> _SOURCE DOCUMENT_
According to the report, of the 24,865 Iraqis tragically killed during the two-year period, just 11 percent, or 2,671, were victims of terrorists. Three times that many (8,935) were killed in gang- or crime-related violence. (The report failed to note how many of those killed were suspected criminals or gang members themselves, which is probably unknowable.) The rest of the people were killed by US forces.

A search of Lexis Nexis for that period shows American newspapers ran more than 1,000 news pieces a month about terrorists in Iraq. That's about nine articles published for each person actually killed by a terrorist in Iraq. In reality, terrorists had managed to kill just one out of every 10,000 Iraqis a year over the two-year period. To put that in perspective, consider that the odds a typical American driver will die in a car wreck in a given year are also one in 10,000.

A recent written communication between al Qaeda cell members seized in an April raid on an al Qaeda hideout in Iraq could give the world its first glimpse of what the terrorist situation in Iraq really looks like.

According to the translated document, which details the problems the jihadists are facing in Iraq, al Qaeda has spent too much time on what it calls a "media-oriented policy" in which it blows up people and things to attract media coverage without a clear comprehensive plan to capture an area or an enemy center.

Terrorist leaders admit in the document that Baghdad jihadist cells are capable of only "hit and run" operations that create the impression on the news that the American forces are losing. These attacks are not considered to be more than "a daily annoyance to the Shiite government," according to the document and preoccupation with this strategy to get media coverage has "delayed more important operations such as taking control of ... a university, a hospital or a Sunni religious site."

> _ASSIGNMENT A_
In the excerpt on terrorism in Iraq, how many Iraqis does the report say were killed in gang- or crime-related violence?
> _ASSIGNMENT B_
List every count of Iraqis killed that the excerpt on terrorism in Iraq gives as a number.
> _ASSIGNMENT C_
Go on with the excerpt on terrorism in Iraq, starting after its last sentence.

(Natural language region descriptions)
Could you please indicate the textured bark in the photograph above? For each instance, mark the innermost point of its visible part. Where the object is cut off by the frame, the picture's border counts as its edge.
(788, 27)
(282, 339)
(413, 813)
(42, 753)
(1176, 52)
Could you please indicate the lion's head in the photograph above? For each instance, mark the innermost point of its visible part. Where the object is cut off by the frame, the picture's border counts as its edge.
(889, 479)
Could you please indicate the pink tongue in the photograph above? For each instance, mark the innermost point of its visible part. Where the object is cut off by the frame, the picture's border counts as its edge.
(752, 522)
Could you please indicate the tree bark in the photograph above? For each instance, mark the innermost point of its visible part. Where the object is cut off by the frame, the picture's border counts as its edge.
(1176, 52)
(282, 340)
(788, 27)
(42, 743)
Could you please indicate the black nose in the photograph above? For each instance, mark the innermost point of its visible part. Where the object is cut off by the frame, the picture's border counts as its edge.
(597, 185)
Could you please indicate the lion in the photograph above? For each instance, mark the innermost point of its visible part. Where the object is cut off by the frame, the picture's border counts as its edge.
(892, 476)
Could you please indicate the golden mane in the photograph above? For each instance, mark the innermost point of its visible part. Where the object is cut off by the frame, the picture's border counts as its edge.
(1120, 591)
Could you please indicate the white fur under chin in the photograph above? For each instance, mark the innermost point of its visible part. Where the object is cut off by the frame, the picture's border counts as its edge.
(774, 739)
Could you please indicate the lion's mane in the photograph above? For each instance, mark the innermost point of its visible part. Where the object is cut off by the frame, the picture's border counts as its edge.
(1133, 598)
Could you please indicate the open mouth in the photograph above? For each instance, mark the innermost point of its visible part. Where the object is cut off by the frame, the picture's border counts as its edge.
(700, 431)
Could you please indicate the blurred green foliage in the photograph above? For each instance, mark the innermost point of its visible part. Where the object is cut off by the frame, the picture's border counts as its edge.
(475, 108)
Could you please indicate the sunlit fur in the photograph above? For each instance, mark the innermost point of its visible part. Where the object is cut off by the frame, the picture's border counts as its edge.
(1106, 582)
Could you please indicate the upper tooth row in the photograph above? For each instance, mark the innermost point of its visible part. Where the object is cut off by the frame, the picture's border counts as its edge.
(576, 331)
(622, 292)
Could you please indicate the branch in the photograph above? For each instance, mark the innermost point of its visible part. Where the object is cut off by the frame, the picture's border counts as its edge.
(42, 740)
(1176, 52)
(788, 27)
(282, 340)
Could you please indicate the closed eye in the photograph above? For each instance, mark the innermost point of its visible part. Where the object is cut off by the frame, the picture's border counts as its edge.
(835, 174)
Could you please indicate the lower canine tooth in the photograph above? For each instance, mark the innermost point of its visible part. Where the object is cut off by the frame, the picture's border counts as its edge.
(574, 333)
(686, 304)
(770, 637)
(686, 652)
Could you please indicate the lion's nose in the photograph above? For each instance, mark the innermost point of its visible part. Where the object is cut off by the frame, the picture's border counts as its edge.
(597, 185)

> _EXERCISE RESPONSE A_
8,935

> _EXERCISE RESPONSE B_
24,865; 2,671; 8,935

> _EXERCISE RESPONSE C_
So what's the total number of al Qaeda fighters in the Baghdad area, according to the document? Just 110.

Let me get this straight: According to the mainstream media, the US was supposed to begin planning an exit strategy last year because 110 jihadists who can't even capture a hospital claimed to have won a war they barely qualify as bit players in?

By March, the big newspapers' fascination with the terrorists and their antics had dissipated. After bombings and retaliatory bombings of a few Sunni and Shiite mosques, the big dailies declared an all-out civil war was going on. This was what would finally bring Iraq to its knees. News reports instantly began attributing many of the murders and bombings in Iraq to "sectarian" violence. How the reporters now knew that the ongoing, daily killings they once largely attributed to the terrorists were actually sectarian was never explained.

Whatever the case, Iraq was falling apart, mainstream reporters wrote in article after article with datelines in Baghdad, where a lot of the media stays firmly tucked away from danger in the Green Zone.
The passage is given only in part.